• **EXTRAIT PRÉSENTÉ**:
=-=-=-=-=
Quels sont les traitements et solutions contre la phobie des araignées ?
Avoir une peur panique des arachnides n’est pas sans remède, fort heureusement. Plusieurs options existent. Si la phobie est liée à un traumatisme identifié, comme un film d’horreur vu trop tôt, elle peut être traitée via l’EMDR (eye movement desensitization and reprocessing). Cette technique consiste à provoquer un mouvement oculaire similaire à celui du sommeil paradoxal. Ce moment du sommeil correspond à une hyperactivité du cerveau qui retraite et digère toutes les informations accumulées. « Le traumatisme, c’est le résultat d’une expérience inattendue, violente, qui continue malgré nous d’avoir un impact sur la façon dont on se sent. Ce serait comme avoir un souvenir bloqué de manière dysfonctionnelle dans le cerveau », simplifie-t-il. En mobilisant ce système, on traite l’information qui dit que l’araignée est mortellement dangereuse et on la « range » dans un autre endroit du cerveau, où elle sera réactivée moins souvent. L’autre option est de faire appel à la thérapie cognitive et comportementale (TCC) et de travailler sur l’échelle des peurs. « On expose le phobique à son imagination vis-à-vis des araignées, à des photos, puis à une situation in vivo » développe-t-il. En parallèle de cela, des techniques de relaxation et des méthodes pour identifier l’origine des pensées irrationnelles sont enseignées.
La possibilité de prise en charge de l’arachnophobie
L’arachnophobie est considérée comme un sous type de la « phobie spécifique ». C’est le DSM (manuel diagnostique et statistique des troubles mentaux) qui définit les maladies mentales. L’arachnophobie est une phobie spécifique de type animal, inscrite dans ce manuel. En ce sens, une prise en charge est possible auprès d’un psychiatre, par la sécurité sociale et auprès du psychologue ou psychothérapeute par la complémentaire santé si le contrat du patient couvre ces consultations.
La possibilité de guérison de la phobie des araignées
On estime que les thérapies cognitives et comportementales permettent de soigner les patients atteints de phobies dans 80% des cas. L’arachnophobie peut donc tout à fait être guérie. Cela demande en général 12 à 15 séances, qui peuvent être des séances de relaxation et d’autres d’exposition.
=-=-=-=-=
• **MATÉRIEL FOURNI**:
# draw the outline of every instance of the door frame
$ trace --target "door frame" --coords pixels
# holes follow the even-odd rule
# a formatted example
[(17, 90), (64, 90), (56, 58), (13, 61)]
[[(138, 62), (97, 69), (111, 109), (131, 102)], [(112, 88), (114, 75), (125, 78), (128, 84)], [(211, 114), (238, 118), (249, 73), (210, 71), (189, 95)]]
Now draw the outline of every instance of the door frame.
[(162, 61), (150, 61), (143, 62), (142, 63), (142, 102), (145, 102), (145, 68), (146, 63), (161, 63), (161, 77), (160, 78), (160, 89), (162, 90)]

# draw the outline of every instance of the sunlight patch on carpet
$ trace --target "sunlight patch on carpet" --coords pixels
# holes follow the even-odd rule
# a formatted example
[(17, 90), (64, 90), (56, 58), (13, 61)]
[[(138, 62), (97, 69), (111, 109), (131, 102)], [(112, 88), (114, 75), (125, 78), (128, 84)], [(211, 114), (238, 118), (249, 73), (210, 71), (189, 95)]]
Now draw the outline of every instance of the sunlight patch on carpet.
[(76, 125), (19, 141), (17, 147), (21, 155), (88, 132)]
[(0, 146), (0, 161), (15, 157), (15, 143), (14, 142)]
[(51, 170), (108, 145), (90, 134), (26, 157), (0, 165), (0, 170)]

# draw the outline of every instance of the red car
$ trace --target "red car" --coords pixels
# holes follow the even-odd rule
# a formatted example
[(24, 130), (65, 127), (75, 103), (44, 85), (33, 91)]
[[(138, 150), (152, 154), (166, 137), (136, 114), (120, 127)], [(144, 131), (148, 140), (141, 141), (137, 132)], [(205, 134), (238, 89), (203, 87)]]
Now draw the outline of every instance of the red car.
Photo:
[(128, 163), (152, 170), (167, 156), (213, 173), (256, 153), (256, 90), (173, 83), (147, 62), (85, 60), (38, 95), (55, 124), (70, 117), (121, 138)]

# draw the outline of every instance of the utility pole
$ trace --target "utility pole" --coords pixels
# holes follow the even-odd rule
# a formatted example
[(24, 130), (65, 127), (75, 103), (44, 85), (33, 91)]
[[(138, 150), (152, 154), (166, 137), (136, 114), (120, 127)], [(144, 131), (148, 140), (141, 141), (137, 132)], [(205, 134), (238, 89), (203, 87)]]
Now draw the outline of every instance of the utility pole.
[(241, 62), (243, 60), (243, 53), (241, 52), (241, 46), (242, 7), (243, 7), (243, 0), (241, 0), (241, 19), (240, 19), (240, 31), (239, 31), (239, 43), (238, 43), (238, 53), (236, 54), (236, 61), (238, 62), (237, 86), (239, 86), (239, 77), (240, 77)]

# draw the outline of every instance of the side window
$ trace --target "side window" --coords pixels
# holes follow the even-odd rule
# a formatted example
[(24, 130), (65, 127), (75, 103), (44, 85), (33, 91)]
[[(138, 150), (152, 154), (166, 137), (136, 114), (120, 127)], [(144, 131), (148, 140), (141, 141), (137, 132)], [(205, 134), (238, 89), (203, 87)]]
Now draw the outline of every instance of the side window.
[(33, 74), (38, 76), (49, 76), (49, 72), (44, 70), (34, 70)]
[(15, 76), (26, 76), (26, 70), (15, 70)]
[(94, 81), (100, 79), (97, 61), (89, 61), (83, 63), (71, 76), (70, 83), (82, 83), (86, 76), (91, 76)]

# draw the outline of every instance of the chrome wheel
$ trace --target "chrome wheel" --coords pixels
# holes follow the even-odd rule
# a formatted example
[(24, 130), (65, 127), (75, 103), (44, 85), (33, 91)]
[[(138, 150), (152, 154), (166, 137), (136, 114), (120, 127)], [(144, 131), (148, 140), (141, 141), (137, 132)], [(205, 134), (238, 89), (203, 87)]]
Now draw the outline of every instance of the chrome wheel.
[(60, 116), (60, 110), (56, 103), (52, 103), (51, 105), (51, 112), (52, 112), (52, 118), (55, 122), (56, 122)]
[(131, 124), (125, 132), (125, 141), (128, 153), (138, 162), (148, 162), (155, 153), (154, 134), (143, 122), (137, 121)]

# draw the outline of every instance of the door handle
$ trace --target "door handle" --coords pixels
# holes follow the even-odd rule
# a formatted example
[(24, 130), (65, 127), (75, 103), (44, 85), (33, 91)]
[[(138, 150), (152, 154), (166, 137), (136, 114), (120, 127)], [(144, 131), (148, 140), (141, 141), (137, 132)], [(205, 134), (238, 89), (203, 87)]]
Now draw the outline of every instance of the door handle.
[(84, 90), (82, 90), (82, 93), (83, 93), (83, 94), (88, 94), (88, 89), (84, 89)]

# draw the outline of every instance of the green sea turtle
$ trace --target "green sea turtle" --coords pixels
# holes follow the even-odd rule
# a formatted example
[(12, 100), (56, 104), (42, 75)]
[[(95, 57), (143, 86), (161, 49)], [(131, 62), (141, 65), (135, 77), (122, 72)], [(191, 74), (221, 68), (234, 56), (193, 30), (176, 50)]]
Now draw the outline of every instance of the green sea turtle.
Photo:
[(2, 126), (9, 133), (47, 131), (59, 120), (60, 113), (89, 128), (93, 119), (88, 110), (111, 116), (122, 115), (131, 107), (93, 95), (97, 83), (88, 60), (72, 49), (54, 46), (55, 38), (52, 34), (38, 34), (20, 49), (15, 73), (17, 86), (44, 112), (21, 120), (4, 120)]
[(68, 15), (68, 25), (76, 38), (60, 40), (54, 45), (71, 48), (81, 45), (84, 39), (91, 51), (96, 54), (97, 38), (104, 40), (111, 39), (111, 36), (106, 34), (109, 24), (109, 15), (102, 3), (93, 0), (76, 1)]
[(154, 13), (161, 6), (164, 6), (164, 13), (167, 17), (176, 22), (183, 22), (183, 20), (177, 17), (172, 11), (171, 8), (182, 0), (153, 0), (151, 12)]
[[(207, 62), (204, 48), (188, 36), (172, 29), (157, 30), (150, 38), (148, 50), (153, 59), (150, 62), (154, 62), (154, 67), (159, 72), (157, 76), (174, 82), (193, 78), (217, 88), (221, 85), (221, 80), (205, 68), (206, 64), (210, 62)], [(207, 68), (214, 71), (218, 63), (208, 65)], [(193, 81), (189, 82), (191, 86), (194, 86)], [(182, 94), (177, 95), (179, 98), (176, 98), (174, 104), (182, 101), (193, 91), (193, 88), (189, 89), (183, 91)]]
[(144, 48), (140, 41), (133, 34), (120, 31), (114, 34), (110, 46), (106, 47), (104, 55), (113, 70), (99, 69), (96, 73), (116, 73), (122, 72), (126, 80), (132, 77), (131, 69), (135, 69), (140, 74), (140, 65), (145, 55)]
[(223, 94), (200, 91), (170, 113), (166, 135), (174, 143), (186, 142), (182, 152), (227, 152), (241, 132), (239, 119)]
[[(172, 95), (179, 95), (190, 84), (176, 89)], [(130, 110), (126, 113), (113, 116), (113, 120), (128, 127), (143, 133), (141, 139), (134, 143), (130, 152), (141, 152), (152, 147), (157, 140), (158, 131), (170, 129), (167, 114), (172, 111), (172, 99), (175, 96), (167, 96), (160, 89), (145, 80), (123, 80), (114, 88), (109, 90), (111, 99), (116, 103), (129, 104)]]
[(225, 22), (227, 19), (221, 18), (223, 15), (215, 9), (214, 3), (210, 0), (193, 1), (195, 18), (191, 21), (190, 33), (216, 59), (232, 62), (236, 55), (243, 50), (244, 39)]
=-=-=-=-=
• **CONSIGNE A**: Selon l'extrait présenté, pourquoi l'arachnophobie peut-elle faire l'objet d'une prise en charge ? Répondez en une à trois phrases.
• **CONSIGNE B**: Recopiez tout l'extrait présenté depuis « La possibilité de guérison » jusqu'à « et d’autres d’exposition. », en remplaçant « séances » par « consultations ».
• **CONSIGNE C**:
Répondez à ces questions à partir de l'extrait présenté :
(i) Quel mouvement la technique de l'EMDR provoque-t-elle ?
(ii) Quel manuel définit les maladies mentales ?
(iii) Combien de séances faut-il en général pour guérir l'arachnophobie ?

• **RÉPONSE ATTENDUE A**: L'arachnophobie est une phobie spécifique de type animal inscrite dans le DSM, le manuel qui définit les maladies mentales. C'est pourquoi la sécurité sociale peut la prendre en charge auprès d'un psychiatre. La complémentaire santé peut aussi la prendre en charge auprès d'un psychologue ou d'un psychothérapeute si le contrat du patient couvre ces consultations.

• **RÉPONSE ATTENDUE B**:
La possibilité de guérison de la phobie des araignées
On estime que les thérapies cognitives et comportementales permettent de soigner les patients atteints de phobies dans 80% des cas. L’arachnophobie peut donc tout à fait être guérie. Cela demande en général 12 à 15 consultations, qui peuvent être des consultations de relaxation et d’autres d’exposition.

• **RÉPONSE ATTENDUE C**:
(i) Un mouvement oculaire similaire à celui du sommeil paradoxal.
(ii) Le DSM (manuel diagnostique et statistique des troubles mentaux).
(iii) En général 12 à 15 séances.